:: Exercises to complete ::
- 1) In the case summary, how long is the limitation period in the state of Georgia?
- 2) Please duplicate the case summary from "1. LIMITATION OF" to "OF CONSORTIUM—DERIVATIVE CLAIM.".

:: Text segment ::
START

TURNER v FORD MOTOR COMPANY
Docket No. 30855
Michigan Court of Appeals
Decided February 23, 1978
81 Mich App 521
Submitted December 6, 1977, at Detroit.
1. LIMITATION OF ACTIONS—BORROWING STATUTE—CLAIMS ACCRUING OUTSIDE THE STATE—STATUTES.
Michigan‘s borrowing statute provides in part that the period of limitation applicable to a claim accruing outside of the state shall be either that prescribed by the law of the place where the claim accrued or by the law of this state, whichever bars the claim; therefore, a products liability claim for personal injury which accrued in the state of Georgia, which has a two-year limitation period, would be barred in Michigan courts where the action was commenced after the two-year period had run, even though the action was started within Michigan‘s three-year limitation period for such actions (
2. LIMITATION OF ACTIONS—BORROWING STATUTE—LOSS OF CONSORTIUM—DERIVATIVE CLAIM.

END

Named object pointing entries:
START

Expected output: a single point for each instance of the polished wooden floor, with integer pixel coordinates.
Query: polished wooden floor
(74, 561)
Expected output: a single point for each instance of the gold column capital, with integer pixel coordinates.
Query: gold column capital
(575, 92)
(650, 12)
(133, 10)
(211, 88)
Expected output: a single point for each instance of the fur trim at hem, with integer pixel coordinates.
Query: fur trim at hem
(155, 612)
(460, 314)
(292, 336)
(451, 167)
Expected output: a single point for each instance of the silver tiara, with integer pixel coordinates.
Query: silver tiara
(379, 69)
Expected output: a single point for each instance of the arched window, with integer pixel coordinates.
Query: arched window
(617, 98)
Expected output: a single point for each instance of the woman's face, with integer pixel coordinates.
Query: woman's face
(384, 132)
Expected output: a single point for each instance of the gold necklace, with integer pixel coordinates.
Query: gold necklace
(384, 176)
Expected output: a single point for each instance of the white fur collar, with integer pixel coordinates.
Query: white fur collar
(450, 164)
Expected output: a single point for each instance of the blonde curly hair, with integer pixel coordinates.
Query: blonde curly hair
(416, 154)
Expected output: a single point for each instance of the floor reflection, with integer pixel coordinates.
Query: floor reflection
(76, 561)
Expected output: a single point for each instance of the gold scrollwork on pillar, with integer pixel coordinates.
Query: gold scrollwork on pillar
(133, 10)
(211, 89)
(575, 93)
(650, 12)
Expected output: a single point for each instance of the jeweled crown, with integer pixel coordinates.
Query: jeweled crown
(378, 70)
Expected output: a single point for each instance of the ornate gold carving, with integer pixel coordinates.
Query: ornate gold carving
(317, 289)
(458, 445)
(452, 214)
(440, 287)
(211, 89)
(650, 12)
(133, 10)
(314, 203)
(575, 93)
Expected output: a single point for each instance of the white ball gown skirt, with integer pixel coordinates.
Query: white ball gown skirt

END

:: Solutions for each task ::
- 1) Two years.

- 2)
1. LIMITATION OF ACTIONS—BORROWING STATUTE—CLAIMS ACCRUING OUTSIDE THE STATE—STATUTES.
Michigan‘s borrowing statute provides in part that the period of limitation applicable to a claim accruing outside of the state shall be either that prescribed by the law of the place where the claim accrued or by the law of this state, whichever bars the claim; therefore, a products liability claim for personal injury which accrued in the state of Georgia, which has a two-year limitation period, would be barred in Michigan courts where the action was commenced after the two-year period had run, even though the action was started within Michigan‘s three-year limitation period for such actions (
2. LIMITATION OF ACTIONS—BORROWING STATUTE—LOSS OF CONSORTIUM—DERIVATIVE CLAIM.